Énoncé — Indiquez combien de lignes des données ci-dessous contiennent la chaîne « curtain ». Répondez par ce nombre seulement.

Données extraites
==========
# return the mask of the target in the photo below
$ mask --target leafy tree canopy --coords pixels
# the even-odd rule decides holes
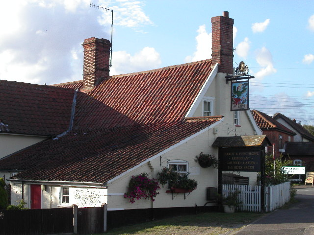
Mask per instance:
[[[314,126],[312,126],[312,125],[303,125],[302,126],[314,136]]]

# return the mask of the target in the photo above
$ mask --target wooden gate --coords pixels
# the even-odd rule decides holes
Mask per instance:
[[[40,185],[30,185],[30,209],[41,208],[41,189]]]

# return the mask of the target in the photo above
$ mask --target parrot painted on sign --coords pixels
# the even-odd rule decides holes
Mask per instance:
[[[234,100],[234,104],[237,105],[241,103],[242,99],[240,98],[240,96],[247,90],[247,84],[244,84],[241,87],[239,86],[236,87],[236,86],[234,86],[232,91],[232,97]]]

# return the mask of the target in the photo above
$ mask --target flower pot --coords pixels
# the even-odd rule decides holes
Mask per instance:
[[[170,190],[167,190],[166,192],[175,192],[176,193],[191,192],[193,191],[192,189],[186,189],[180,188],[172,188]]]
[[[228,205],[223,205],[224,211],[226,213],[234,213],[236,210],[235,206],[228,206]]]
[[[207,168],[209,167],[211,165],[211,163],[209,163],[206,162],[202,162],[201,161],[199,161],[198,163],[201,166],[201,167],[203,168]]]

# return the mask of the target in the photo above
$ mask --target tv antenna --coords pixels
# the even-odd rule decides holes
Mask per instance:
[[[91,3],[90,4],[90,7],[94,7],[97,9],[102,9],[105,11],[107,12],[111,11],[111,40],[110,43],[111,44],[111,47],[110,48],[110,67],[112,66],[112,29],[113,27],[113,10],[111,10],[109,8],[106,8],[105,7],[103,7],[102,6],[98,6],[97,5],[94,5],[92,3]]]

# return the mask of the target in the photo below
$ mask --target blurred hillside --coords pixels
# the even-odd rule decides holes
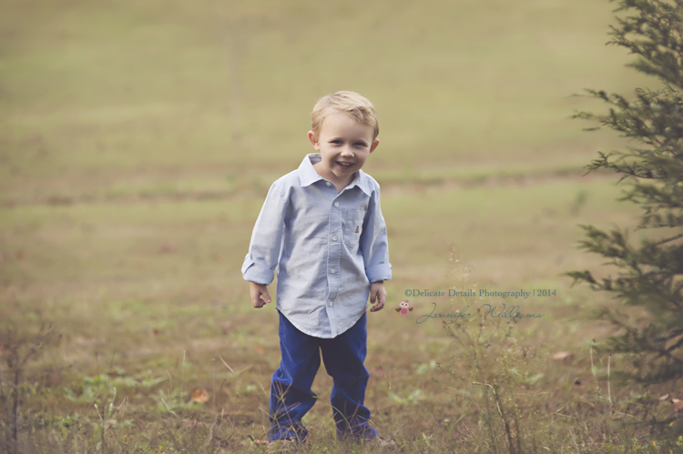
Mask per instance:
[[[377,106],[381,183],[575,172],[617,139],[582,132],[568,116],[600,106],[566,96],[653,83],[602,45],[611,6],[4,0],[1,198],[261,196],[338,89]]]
==========
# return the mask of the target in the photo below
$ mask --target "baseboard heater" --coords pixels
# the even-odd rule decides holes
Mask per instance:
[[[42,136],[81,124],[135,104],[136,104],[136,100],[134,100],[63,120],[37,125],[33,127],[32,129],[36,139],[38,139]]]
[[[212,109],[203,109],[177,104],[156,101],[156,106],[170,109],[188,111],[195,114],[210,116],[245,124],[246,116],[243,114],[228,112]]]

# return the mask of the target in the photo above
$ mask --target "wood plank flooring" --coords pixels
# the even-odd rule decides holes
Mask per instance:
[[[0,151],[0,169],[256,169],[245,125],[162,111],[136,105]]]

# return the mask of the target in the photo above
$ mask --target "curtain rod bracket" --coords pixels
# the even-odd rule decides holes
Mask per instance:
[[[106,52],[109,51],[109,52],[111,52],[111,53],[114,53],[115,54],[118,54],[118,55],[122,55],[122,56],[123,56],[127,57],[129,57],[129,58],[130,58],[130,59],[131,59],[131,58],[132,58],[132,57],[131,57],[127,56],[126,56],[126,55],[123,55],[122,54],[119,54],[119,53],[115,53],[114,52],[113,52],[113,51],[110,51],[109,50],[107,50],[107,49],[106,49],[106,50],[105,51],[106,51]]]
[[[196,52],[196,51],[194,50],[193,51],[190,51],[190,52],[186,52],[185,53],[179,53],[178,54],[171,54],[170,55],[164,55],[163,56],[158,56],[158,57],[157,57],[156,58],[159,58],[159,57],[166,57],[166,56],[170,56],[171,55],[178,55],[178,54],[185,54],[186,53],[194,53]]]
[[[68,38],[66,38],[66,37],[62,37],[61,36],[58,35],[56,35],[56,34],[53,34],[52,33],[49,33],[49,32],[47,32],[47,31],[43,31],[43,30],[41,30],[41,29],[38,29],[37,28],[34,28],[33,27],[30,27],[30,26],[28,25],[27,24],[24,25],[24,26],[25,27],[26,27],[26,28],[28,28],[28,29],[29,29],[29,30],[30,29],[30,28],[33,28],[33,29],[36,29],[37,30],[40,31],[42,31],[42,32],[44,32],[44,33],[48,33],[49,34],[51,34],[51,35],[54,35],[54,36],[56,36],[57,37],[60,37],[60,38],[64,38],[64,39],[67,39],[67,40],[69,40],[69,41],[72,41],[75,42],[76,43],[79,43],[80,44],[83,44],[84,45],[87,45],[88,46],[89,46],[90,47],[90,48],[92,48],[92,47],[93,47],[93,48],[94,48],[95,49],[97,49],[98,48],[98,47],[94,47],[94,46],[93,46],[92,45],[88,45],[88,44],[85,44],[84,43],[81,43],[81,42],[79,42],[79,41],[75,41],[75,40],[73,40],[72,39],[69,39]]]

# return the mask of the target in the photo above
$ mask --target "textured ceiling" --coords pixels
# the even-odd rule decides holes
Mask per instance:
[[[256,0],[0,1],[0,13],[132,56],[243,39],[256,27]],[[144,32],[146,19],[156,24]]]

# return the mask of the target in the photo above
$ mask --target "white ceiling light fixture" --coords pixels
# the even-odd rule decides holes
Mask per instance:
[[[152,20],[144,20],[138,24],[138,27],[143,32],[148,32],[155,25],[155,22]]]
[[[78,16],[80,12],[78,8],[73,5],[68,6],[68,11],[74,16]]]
==========
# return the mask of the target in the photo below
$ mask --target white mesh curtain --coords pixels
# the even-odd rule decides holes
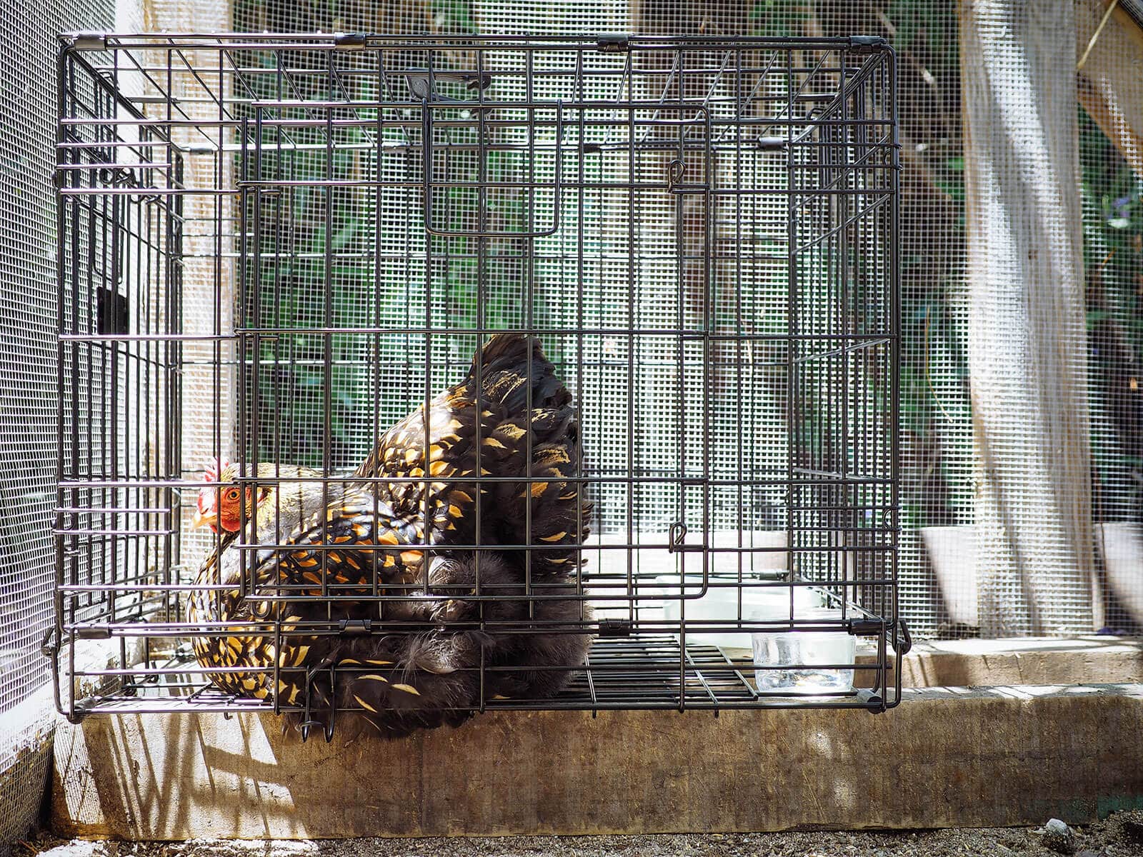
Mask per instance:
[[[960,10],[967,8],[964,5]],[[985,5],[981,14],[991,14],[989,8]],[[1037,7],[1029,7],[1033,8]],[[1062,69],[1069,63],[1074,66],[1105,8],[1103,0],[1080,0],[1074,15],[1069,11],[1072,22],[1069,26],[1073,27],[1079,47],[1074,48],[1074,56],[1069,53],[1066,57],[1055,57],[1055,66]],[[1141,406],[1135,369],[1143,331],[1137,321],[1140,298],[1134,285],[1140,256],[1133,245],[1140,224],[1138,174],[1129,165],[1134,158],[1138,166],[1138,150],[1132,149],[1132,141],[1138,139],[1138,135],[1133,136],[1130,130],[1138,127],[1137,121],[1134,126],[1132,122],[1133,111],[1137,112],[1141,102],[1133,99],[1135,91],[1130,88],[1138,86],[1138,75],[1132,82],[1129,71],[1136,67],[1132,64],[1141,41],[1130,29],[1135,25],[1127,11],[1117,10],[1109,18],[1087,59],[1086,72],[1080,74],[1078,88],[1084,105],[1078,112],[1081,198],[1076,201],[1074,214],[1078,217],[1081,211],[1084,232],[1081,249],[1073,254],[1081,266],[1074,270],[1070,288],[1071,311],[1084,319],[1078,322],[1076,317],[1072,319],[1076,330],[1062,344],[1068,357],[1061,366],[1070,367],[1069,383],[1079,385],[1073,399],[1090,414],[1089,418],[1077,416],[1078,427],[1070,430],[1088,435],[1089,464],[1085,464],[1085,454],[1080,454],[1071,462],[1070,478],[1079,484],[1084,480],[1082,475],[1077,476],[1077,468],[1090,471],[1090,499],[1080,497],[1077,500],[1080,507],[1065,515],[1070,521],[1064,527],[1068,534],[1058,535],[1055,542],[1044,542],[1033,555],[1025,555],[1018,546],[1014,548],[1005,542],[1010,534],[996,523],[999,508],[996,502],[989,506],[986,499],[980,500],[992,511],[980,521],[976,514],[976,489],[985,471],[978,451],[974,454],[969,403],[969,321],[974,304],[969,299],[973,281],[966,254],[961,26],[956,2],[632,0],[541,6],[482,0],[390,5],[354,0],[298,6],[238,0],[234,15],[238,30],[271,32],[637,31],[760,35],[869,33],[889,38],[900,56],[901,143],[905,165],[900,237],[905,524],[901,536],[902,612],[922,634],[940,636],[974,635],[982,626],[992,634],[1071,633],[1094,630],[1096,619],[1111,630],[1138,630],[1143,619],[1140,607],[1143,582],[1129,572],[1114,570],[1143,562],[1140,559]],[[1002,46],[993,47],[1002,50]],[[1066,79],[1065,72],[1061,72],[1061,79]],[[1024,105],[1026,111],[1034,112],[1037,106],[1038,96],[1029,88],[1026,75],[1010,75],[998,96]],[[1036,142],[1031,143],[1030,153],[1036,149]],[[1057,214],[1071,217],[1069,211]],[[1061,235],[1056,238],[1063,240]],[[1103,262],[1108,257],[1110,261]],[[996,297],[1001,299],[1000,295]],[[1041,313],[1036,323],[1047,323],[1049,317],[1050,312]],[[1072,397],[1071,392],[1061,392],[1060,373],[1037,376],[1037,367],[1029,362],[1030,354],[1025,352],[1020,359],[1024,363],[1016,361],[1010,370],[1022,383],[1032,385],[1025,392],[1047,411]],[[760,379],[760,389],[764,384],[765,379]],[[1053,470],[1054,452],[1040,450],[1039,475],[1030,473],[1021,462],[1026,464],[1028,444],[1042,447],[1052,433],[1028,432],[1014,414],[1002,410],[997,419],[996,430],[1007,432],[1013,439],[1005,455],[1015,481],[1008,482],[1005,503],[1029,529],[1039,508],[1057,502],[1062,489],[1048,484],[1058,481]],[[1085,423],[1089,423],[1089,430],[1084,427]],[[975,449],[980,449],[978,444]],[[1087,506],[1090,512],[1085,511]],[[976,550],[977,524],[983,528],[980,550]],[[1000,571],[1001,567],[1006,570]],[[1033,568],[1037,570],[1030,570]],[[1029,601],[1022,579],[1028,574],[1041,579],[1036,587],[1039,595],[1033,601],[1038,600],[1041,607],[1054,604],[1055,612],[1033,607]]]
==========
Réponse écrite — 2